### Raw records
** start **

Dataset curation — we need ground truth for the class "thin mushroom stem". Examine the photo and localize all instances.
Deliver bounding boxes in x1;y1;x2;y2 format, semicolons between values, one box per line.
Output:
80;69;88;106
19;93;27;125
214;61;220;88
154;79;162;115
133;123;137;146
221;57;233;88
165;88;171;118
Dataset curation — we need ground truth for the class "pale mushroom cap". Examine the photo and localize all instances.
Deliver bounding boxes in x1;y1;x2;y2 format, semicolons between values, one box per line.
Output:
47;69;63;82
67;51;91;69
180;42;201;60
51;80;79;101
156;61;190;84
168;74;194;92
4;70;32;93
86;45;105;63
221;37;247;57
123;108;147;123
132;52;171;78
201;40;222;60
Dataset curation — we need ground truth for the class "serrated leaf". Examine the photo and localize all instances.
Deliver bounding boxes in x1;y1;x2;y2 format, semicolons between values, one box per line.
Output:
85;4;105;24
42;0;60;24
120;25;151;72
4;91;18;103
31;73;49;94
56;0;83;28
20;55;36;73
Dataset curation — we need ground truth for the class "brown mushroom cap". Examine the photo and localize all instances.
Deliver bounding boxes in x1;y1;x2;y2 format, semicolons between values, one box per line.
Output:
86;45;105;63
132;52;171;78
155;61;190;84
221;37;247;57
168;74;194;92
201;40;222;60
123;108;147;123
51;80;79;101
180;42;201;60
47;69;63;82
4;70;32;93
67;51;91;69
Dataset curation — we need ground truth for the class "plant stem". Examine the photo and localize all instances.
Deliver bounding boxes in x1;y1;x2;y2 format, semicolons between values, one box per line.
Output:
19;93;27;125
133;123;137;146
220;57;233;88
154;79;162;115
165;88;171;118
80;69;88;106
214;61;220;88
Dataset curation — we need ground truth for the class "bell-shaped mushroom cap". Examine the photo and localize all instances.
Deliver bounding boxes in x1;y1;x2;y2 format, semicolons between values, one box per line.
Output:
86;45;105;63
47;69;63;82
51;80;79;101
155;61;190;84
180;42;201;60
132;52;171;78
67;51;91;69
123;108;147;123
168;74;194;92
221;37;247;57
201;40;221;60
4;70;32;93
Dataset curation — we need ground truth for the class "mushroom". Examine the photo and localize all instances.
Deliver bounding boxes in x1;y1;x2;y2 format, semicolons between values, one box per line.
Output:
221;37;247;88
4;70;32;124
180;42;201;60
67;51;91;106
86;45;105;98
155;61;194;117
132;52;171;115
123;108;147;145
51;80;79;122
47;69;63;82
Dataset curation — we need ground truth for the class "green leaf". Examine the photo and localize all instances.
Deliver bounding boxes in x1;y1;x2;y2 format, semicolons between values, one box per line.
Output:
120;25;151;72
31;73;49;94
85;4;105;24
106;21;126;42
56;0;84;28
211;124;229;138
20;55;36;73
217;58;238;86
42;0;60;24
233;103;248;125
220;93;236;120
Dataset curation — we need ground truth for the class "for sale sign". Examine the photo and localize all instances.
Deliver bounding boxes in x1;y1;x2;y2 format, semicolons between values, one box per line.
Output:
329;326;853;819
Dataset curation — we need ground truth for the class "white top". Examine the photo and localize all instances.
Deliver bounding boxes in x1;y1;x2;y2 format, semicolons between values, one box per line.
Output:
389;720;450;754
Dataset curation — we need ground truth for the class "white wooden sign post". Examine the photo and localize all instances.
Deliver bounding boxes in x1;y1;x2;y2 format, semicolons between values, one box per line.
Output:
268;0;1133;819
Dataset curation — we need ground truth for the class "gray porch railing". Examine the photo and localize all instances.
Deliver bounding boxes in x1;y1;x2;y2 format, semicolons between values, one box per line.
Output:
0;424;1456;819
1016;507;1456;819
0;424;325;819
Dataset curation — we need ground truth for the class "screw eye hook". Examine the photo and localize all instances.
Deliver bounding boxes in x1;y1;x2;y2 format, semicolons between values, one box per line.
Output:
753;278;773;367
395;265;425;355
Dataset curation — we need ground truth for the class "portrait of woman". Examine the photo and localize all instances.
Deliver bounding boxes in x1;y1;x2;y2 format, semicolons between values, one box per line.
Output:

** end **

### GOAL OF THE EXERCISE
Pick out every line of the records above that contains the word "sign" and copy each of those lines in full.

### CORRECT OUTPUT
Dataset curation — we need ground truth for the class "for sale sign". Examine the photo and localize all instances.
Dataset curation — we need ground truth for the class "white wooden sign post". Examine the photo and localize all instances.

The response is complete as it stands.